> YOUR INSTRUCTIONS
Please reproduce the forum thread on the alternative BAM parser below in full, word for word and line for line.
[[ SOURCE PASSAGE open ]]
Progress report on alternative BAM parser.

21 views
Skip to first unread message

Philippe Veber

unread,
Aug 22, 2014, 4:52:00 PM8/22/14
to Biocaml
Hi all,

I've recently pushed a completed (though not enough tested) version of an alternative BAM parser. Its API uses the same types than the new Sam module and is programmed using the recently added Bgzf module. I started this work because I observed a severe performance gap between our current BAM parser and htslib, and because of memory issues [1].

I wrote a simple benchmark [2] that counts alignments in a BAM file, on which you can choose the implementation. I obtained very encouraging results in terms of speed.

Here is the output on a small BAM file:

[gesundheit:~/w/biocaml 17:24]$time _build/benchmarks/biocaml_benchmarks.opt bamcount -mode bam_alt reads18.bam
287165
real    0m3.847s
user    0m3.836s
sys    0m0.008s
[gesundheit:~/w/biocaml 17:25]$time _build/benchmarks/biocaml_benchmarks.opt bamcount -mode transform reads18.bam
287165
real    0m48.596s
user    0m42.440s
sys    0m6.152s
[gesundheit:~/w/biocaml 17:27]$time samtools flagstat reads18.bam
287165 + 0 in total (QC-passed reads + QC-failed reads)
0 + 0 duplicates
287165 + 0 mapped (100.00%:-nan%)
0 + 0 paired in sequencing
0 + 0 read1
0 + 0 read2
0 + 0 properly paired (-nan%:-nan%)
0 + 0 with itself and mate mapped
0 + 0 singletons (-nan%:-nan%)
0 + 0 with mate mapped to a different chr
0 + 0 with mate mapped to a different chr (mapQ>=5)
[[ SOURCE PASSAGE closed ]]
[[ GIVEN MATERIAL open ]]
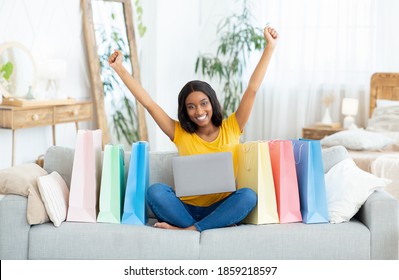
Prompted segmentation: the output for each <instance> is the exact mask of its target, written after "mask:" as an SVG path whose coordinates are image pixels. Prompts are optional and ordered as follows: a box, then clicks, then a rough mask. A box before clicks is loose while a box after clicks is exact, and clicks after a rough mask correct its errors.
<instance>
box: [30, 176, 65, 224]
mask: <svg viewBox="0 0 399 280" xmlns="http://www.w3.org/2000/svg"><path fill="white" fill-rule="evenodd" d="M37 184H38V185H39V191H40V195H41V197H42V200H43V202H44V206H45V207H46V210H47V214H48V216H49V217H50V220H51V221H52V222H53V224H54V225H55V226H56V227H59V226H60V225H61V223H62V222H63V221H65V219H66V215H67V210H68V200H69V189H68V187H67V185H66V183H65V181H64V179H62V177H61V175H60V174H58V172H56V171H53V172H52V173H51V174H49V175H46V176H41V177H39V178H37Z"/></svg>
[[ GIVEN MATERIAL closed ]]
> TASK OUTPUT
Progress report on alternative BAM parser.

21 views
Skip to first unread message

Philippe Veber

unread,
Aug 22, 2014, 4:52:00 PM8/22/14
to Biocaml
Hi all,

I've recently pushed a completed (though not enough tested) version of an alternative BAM parser. Its API uses the same types than the new Sam module and is programmed using the recently added Bgzf module. I started this work because I observed a severe performance gap between our current BAM parser and htslib, and because of memory issues [1].

I wrote a simple benchmark [2] that counts alignments in a BAM file, on which you can choose the implementation. I obtained very encouraging results in terms of speed.

Here is the output on a small BAM file:

[gesundheit:~/w/biocaml 17:24]$time _build/benchmarks/biocaml_benchmarks.opt bamcount -mode bam_alt reads18.bam
287165
real    0m3.847s
user    0m3.836s
sys    0m0.008s
[gesundheit:~/w/biocaml 17:25]$time _build/benchmarks/biocaml_benchmarks.opt bamcount -mode transform reads18.bam
287165
real    0m48.596s
user    0m42.440s
sys    0m6.152s
[gesundheit:~/w/biocaml 17:27]$time samtools flagstat reads18.bam
287165 + 0 in total (QC-passed reads + QC-failed reads)
0 + 0 duplicates
287165 + 0 mapped (100.00%:-nan%)
0 + 0 paired in sequencing
0 + 0 read1
0 + 0 read2
0 + 0 properly paired (-nan%:-nan%)
0 + 0 with itself and mate mapped
0 + 0 singletons (-nan%:-nan%)
0 + 0 with mate mapped to a different chr
0 + 0 with mate mapped to a different chr (mapQ>=5)